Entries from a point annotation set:
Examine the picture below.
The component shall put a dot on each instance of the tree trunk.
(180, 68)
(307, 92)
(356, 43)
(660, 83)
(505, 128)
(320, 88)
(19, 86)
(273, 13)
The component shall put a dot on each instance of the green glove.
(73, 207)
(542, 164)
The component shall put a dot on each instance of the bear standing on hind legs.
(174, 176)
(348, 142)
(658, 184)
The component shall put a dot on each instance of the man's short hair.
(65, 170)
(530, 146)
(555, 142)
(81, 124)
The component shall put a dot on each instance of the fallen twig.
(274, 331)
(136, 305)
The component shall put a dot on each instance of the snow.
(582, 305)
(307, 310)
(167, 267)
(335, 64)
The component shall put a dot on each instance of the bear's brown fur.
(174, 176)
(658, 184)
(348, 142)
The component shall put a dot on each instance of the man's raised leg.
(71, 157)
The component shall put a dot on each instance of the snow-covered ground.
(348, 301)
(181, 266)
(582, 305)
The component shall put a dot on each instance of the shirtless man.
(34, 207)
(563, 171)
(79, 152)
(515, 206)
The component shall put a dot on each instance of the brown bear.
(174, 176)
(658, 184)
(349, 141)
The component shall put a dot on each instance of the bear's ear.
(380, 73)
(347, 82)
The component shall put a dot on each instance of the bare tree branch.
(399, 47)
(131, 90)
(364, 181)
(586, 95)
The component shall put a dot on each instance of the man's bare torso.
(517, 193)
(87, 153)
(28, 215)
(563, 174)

---

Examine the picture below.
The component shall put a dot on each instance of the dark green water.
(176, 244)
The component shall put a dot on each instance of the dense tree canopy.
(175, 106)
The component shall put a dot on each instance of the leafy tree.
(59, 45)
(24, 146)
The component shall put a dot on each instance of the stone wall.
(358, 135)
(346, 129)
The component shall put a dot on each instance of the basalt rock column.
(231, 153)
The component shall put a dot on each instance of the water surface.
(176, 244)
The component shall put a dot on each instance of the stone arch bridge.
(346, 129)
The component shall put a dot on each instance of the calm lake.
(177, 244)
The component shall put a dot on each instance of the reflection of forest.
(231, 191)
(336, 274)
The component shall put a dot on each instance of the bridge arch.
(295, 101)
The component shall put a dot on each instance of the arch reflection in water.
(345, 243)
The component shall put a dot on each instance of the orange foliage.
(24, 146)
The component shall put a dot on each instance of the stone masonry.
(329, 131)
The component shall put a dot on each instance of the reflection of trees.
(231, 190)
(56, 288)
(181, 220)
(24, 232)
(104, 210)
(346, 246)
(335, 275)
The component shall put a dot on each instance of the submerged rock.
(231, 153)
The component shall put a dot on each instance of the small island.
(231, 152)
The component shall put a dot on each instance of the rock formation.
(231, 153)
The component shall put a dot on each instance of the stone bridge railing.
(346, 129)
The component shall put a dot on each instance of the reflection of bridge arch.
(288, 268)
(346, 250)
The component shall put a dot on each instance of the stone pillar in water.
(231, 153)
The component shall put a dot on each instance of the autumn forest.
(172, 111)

==

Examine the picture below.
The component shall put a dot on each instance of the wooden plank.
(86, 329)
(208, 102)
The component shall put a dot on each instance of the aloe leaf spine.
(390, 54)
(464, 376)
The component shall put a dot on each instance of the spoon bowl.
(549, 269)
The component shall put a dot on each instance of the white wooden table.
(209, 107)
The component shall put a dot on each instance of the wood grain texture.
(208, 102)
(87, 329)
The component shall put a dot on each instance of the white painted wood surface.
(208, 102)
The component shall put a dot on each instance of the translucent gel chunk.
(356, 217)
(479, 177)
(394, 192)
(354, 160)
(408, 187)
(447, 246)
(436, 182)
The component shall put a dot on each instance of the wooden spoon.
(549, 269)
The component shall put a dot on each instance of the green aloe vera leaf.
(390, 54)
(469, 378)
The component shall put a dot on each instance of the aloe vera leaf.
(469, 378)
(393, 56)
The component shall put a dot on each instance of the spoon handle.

REQUIREMENTS: Identify every line in the entries above that contains the string "reflection", and copy each such line in full. Matching is case-sensitive.

ANSWER TO THIS PROBLEM:
The component shall put a dot on each instance of the reflection of forest.
The component shall put a dot on each instance of the arch reflection in water.
The component shall put a dot on each instance of the reflection of trees.
The component shall put a dot on each instance of the reflection of bridge arch.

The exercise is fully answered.